Set down all of the data that follows, keeping every character.

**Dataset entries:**
--

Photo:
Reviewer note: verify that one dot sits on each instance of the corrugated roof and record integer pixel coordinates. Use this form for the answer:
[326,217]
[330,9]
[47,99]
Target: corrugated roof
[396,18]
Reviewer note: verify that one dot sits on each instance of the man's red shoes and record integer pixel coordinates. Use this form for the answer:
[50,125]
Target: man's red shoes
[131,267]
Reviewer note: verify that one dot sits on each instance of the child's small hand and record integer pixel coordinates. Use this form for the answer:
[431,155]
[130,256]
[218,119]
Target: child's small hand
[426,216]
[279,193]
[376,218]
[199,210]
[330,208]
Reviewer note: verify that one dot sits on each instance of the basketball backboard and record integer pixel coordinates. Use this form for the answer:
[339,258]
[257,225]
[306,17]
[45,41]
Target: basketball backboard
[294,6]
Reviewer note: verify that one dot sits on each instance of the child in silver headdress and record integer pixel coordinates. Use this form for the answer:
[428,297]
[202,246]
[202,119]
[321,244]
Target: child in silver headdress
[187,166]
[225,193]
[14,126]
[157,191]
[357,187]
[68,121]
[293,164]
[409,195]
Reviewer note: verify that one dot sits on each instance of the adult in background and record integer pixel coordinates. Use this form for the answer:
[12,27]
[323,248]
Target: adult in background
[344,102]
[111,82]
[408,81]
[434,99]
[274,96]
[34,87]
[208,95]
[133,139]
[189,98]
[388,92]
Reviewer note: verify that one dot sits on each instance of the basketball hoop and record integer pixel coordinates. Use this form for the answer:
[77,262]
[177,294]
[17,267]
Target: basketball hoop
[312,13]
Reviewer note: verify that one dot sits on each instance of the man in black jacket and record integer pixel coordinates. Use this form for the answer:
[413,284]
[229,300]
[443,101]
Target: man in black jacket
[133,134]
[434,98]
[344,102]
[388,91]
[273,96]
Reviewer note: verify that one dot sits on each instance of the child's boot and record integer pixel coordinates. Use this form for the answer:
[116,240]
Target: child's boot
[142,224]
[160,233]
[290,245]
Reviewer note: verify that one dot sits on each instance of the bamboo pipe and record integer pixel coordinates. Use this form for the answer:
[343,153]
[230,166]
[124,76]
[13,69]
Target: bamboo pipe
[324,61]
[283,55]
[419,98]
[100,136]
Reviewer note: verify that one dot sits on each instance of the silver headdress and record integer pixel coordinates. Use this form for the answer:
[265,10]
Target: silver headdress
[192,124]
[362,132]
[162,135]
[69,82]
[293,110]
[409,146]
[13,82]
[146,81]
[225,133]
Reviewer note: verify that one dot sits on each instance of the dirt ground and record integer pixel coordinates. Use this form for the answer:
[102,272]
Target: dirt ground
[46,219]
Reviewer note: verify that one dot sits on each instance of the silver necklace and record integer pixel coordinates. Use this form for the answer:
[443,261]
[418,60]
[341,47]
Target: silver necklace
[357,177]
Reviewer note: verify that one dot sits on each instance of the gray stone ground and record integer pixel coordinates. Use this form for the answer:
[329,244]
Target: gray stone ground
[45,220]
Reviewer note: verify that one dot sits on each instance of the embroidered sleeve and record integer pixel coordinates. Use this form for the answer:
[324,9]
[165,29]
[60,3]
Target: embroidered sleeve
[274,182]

--

**Solution to this exercise:**
Photo:
Reviewer note: verify that one dot sits on each instance of the corrugated roof and record integer pixel coordinates. Use this form for the answer:
[326,217]
[330,9]
[47,99]
Target: corrugated roof
[396,18]
Reviewer note: verify that one dot sits on each instance of the man's red shoes and record integer pixel coordinates. Use this form for the answer:
[50,125]
Target: man's red shoes
[131,267]
Reviewer note: verify that one dot sits on each instance of the child's small hand and record integer pixel coordinates. Use this form for the answer:
[431,155]
[130,256]
[218,119]
Target: child's small hand
[426,216]
[279,193]
[376,218]
[199,210]
[330,208]
Reviewer note: verify that one dot sits on each instance of the basketball backboard and record integer pixel coordinates. Use this form for the answer:
[339,258]
[257,225]
[306,17]
[45,41]
Target: basketball backboard
[294,6]
Reviewer note: verify that one dot sits on each instance of the child in silver headdress and record integer pixel coordinates. Use this form for the answer:
[428,297]
[202,246]
[202,119]
[321,244]
Target: child in silver headdress
[187,166]
[225,193]
[14,126]
[157,191]
[357,187]
[68,121]
[293,164]
[409,195]
Reviewer note: verify that one dot sits on each instance of the adult in background and record integer pixel coordinates. Use this form for the answer:
[12,27]
[323,248]
Target: adult in background
[344,102]
[111,82]
[408,81]
[434,99]
[274,96]
[34,87]
[208,95]
[133,139]
[189,98]
[388,92]
Reviewer note: verify that one dot sits on each instance of the basketball hoop and record integer pixel coordinates. Use this form for the answer:
[77,262]
[177,294]
[17,267]
Target: basketball hoop
[312,13]
Reviewer note: verify that one dot sits on each instance of the man in black jacket and record integer pixel coordinates. Use this form for the answer:
[413,284]
[229,300]
[443,101]
Target: man in black jacket
[133,134]
[434,98]
[344,102]
[388,91]
[273,96]
Reviewer note: verify that one dot sits on each instance of the child's boot and record integer pixel coordinates. Use this form for the answer:
[116,240]
Target: child's boot
[142,224]
[160,233]
[290,245]
Reviewer note: verify that one dot sits on each instance of the bamboo pipe and record integer pixel coordinates. Use this form for the answer:
[343,153]
[230,166]
[124,76]
[13,69]
Target: bamboo pipe
[324,61]
[283,55]
[419,98]
[100,136]
Reviewer note: verify that one dot sits on each instance of the silver headdress and record integer pixel coordinates. Use this form for the answer:
[265,10]
Target: silver headdress
[192,124]
[362,132]
[162,135]
[69,82]
[293,110]
[409,146]
[13,82]
[146,81]
[225,133]
Reviewer note: verify that one dot sits on each instance of the dirt ground and record integer pixel coordinates. Use this form for the answer:
[102,272]
Target: dirt ground
[46,219]
Reviewer note: verify that one dot sits on each instance of the silver necklace and record integer pixel coordinates. Use this form for the answer:
[443,261]
[418,60]
[341,47]
Target: silver necklace
[357,177]
Reviewer note: verify that one dot sits on each instance of the gray stone ground and record integer pixel coordinates. Use this form for the answer:
[329,244]
Target: gray stone ground
[45,220]
Reviewer note: verify that one dot sits on each instance of the embroidered sleeve and record integer pixel coordinates. Use this form for the answer:
[324,9]
[165,29]
[60,3]
Target: embroidered sleeve
[274,182]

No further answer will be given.